Discuss the natural justice process in sport tribunals. Should athletes at either domestic or professional level be able to have legal representation?
Natural justice process in sport tribunals
In sport tribunals as in courts the laws of natural justice are applied to ensure that an accused person is given the right to a fair trial. Healy (2009, 114) confirms this and outlines the laws of natural justice in relation to sport tribunals as “giving the accused person protection by asserting that: * The person accused of misconduct should know the nature of the accusation made; * The person should be given the opportunity to state his or her case; and * The tribunal should act in good faith.”
To further examine the natural justice process I will go into further detail of each of the above factors in relation to sporting tribunals.
Notification of Accusation
Once an organisation or association feels that there has been a breach of the rule or by-laws in which an individual is involved they must notify the accused in the correct manner to ensure procedure is adhered to with respect to natural justice.
The Australian sports commission website (aussport.gov.au) gives an outline on the correct procedure for notifying the accused as follows: * “The person accused should receive written notice clearly outlining the allegation/s in sufficient detail so as to allow the person to properly prepare and respond. The notification should outline the rule, regulation or policy they have allegedly breached, and any possible penalty that may be imposed. * The notification should provide the option for admission of the allegation/s and acceptance of the advised penalty (if applicable) by a specified date, avoiding the need for a tribunal hearing. * The notification should clearly outline the date, time, venue and compensation of the tribunal hearing. * The notification should clearly outline the expectations and rights of the accused, including any entitlement to legal representation.”

Opportunity to state case
The laws of natural justice require an accused person to have the opportunity to respond to the allegations which have been made against them. The accused must also be given a reasonable amount of time to prepare their case and provide witnesses who they feel will help them defend the allegations.
In addition to this ‘Under natural justice principles, a person should be given the opportunity to address the tribunal when the question of penalty is decided’ (aussport.gov.au). The penalty options that a tribunal can impose must be specifically outlined in the organisations constitution or by-laws.” It must also be noted that they penalty must be deemed to be fair and not excessive as an athlete may be able to challenge the penalty in court as a restraint of livelihood.

Acting In good faith
The laws of natural justice also ensure that a court or in the case of sports, a tribunal, must act in good faith. In basic terms to act in good faith the people comprising the tribunal which is hearing the case must do so with an open mind and not be biased in any way.

Conclusion
The laws of natural justice must be adhered to by sports tribunals without fail. If a sports organisation fails to ensure that an accused athlete or official is given the right to a fair hearing they open themselves to the possibility of a challenge to their findings in a court of law which may be both time and labour intensive and expensive. In addition to this there is the possibility that an athlete who is guilty of an offence will have the verdict overturned as a result of a court finding that natural justice was denied.
The laws of natural justice not only protect the accused and their right to a fair and un-biased hearing but when followed correctly protect a tribunal from having their findings and penalties challenged in court.

Should Athletes Be allowed legal representation in a tribunal?
Currently athletes at a domestic or international level do not necessarily have the right to legal representation at a tribunal hearing, instead is dependent on the rules outlined in the constitution or by-laws of each organisation. ‘If the rules of an association provide for legal representation, it should of course be allowed; if it is not, a breach of the rules has occurred’ (Disciplinary Hearings (Domestic Tribunals)). Healy (2009, 117) details that generally courts have refused to imply a right of legal representation where the rules of an association are explicitly against it.

_Instruction_.
Translate this sentence from the text on sport tribunals into Spanish: "The laws of natural justice require an accused person to have the opportunity to respond to the allegations which have been made against them." The records have no connection to the text on sport tribunals.

_Material shown_.
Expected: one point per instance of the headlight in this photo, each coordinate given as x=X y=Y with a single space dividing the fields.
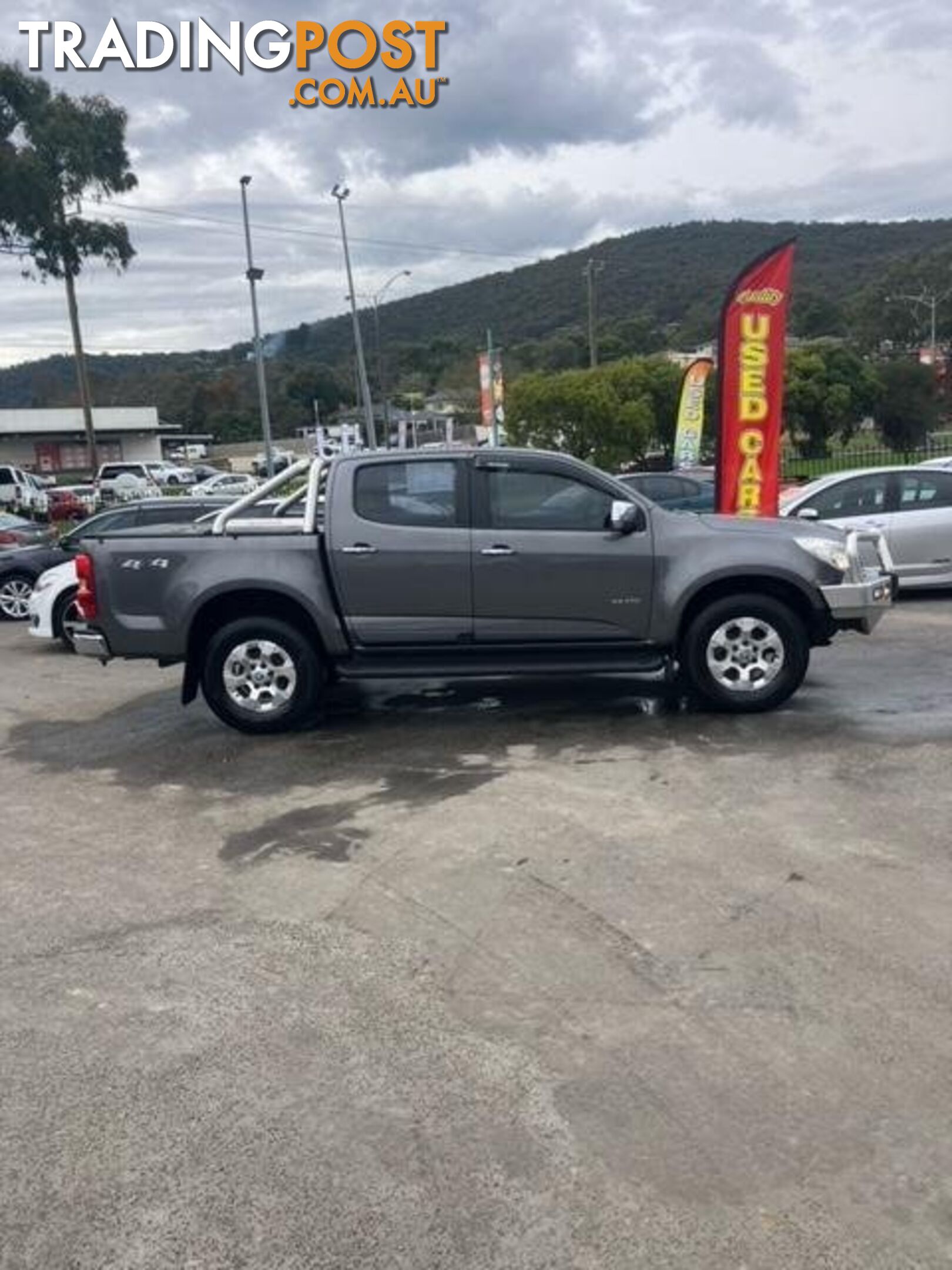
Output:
x=832 y=553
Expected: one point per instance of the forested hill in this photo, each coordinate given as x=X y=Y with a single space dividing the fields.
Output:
x=659 y=288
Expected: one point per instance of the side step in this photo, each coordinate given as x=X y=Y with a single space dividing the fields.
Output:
x=503 y=660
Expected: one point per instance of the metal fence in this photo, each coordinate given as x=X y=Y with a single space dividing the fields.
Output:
x=794 y=466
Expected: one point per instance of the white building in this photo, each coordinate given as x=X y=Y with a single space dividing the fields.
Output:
x=55 y=441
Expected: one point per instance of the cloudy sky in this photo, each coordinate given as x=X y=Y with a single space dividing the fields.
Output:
x=561 y=123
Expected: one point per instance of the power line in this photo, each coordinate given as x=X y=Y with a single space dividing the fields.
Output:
x=292 y=230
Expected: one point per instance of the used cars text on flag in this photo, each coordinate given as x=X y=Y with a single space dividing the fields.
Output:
x=691 y=413
x=750 y=365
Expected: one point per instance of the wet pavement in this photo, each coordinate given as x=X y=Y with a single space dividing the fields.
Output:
x=513 y=973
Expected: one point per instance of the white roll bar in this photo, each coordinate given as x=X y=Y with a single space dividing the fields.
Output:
x=276 y=525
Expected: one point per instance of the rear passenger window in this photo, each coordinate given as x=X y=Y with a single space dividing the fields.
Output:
x=918 y=490
x=859 y=496
x=525 y=499
x=419 y=493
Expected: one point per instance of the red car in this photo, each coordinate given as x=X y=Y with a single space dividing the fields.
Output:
x=66 y=504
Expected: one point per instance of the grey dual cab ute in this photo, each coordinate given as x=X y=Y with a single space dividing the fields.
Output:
x=470 y=563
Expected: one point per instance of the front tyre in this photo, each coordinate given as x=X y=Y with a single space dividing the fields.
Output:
x=746 y=653
x=16 y=590
x=262 y=676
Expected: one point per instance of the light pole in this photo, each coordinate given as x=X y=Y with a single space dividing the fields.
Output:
x=931 y=300
x=254 y=276
x=381 y=386
x=340 y=192
x=589 y=273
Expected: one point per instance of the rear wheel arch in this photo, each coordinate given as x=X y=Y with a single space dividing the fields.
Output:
x=230 y=606
x=60 y=609
x=262 y=675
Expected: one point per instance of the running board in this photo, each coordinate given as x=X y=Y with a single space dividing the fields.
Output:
x=514 y=660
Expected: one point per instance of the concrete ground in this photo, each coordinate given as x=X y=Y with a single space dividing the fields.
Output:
x=480 y=974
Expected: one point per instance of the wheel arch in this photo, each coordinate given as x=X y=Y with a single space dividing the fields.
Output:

_Result of the exercise_.
Las leyes de la justicia natural exigen que una persona acusada tenga la oportunidad de responder a las acusaciones que se han formulado en su contra.